These opinions further stated that appropriations to widows of deceased public officers bear no relation to the purpose of the constitutional prohibition. The rationale of People ex rel. Douglas v. Barrett, 376 Ill. 464, as stated at p. 470, is: "“Since members of the General Assembly are paid their entire salary soon after they take the oath of office, Douglas would have received his salary had he lived but a few days longer. - The salary is an incident to title to the office and 'is not based alone on the amount of *343services rendered. Where, as here, the only factor preventing the claim from being perfectly valid, is death a few days before taking the oath, we cannot say that the legislature was not justified in recognizing the widow’s moral or equitable claim to Douglas’ salary.” Likewise in People ex rel. McDavid v. Barrett, 370 Ill. 478, it was recognized that a moral obligation is a sufficient basis for an appropriation of public money to an individual if the purpose be a public purpose. Both of these cases are based upon the assumption that a moral obligation existed although the facts revealed no legal claim of any kind.

The claim of the plaintiff here is not based upon any moral obligation where no legal claim can be made. Her claim is based solely on section 6 of the Firemen’s Pension Fund Act and is a statutory claim. The Barrett cases, involving direct legislative appropriations to individuals to whom no legal obligation is owed, cannot be construed as authority to determine a widow’s statutory rights under section 6 of the Firemen’s Pension Fund Act. We note that both Barrett cases were decided in 1939, prior to the creation of the Judges Retirement System of Illinois in 1941, (Ill. Rev. Stat. 1941, chap. 37, pars. 441.1 et seq.,) and the General Assembly Retirement System in 1947, (Ill. Rev. Stat. 1947, chap. 63, pars. 43 et seq.,) both of which provided for retirement annuities, widows annuities, and other benefits upon death of a participant.

Nor do we agree that the 1951 amendment need be given the construction suggested by plaintiff. The language of section 6, prior to that amendment, when taken in conjunction with language of the Sommers case that a “retired fireman” could not be considered a “fireman,” created some degree of vagueness. The 1951 amendment made it clear that a widow of a fireman who had been in active service on the effective date of the act was entitled to benefits if the husband died after a subsequent retiremerit. We need not attribute to the legislature any such broad *344purpose as to grant to widows separate privileges and rights constitutionally denied to their husbands.

It is clear that the purpose of the Firemen’s Pension Fund Act is to provide for additional pay for active firemen, by way of benefits withheld, in order to induce long continued service. (Sommers v. Patton, 399 Ill. 540, 549; Porter v. Loehr, 332 Ill. 353). The fact that these benefits are in part receivable only by the fireman or his widow after retirement in no way alters this purpose. The essential prerequisite of all benefits is the active service of the firemen. We, therefore, conclude that the legislature did not intend, by the 1951 amendment, to create special and different rights for widows of retired firemen that were not derivative from the rights of the firemen themselves. We do not believe the legislature intended by this act to give to widows rights denied their husbands by the constitution of Illinois.

◆ **Data shown**:

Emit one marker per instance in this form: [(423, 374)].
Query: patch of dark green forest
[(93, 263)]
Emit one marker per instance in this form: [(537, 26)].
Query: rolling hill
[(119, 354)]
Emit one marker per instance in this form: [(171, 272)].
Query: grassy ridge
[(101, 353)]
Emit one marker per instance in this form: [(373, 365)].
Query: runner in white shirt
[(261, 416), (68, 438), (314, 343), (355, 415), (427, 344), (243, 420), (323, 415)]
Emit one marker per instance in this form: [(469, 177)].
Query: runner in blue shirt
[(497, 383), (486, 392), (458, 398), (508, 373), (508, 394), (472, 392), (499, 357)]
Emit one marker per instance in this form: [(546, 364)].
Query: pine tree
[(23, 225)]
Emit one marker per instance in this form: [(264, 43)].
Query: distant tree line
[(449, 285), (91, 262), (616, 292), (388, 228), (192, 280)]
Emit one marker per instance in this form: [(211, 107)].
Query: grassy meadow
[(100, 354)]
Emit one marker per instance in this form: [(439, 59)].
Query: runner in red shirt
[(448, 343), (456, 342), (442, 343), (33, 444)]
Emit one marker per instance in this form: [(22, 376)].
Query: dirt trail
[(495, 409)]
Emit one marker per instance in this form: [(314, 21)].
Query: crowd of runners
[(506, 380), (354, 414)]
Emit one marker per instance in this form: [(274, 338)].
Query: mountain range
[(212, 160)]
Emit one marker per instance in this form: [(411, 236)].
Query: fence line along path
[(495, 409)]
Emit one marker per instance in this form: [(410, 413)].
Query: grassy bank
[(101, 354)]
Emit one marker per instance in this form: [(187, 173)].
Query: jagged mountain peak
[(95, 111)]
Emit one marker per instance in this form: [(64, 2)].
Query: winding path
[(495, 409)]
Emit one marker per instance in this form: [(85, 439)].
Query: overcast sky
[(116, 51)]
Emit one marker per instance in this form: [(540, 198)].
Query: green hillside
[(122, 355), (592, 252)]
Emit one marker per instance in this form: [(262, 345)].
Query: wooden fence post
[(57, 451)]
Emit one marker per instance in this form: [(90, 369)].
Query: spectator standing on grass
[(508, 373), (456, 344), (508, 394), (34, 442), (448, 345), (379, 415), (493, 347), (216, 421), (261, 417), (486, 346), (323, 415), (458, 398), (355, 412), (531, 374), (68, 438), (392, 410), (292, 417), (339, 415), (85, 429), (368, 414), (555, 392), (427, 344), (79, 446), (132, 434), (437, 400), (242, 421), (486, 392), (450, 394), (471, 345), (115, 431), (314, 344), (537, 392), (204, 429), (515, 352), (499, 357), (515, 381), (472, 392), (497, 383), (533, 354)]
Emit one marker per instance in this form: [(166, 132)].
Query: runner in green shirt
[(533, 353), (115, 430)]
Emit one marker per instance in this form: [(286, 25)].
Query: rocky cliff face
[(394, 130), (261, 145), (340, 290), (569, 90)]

◆ **Problem to work on**:
In the pension opinion, what does the court name as the purpose of the Firemen's Pension Fund Act? The rows come from a separate source.

◆ **Problem solution**:
To provide additional pay for active firemen, by way of benefits withheld, to induce long continued service.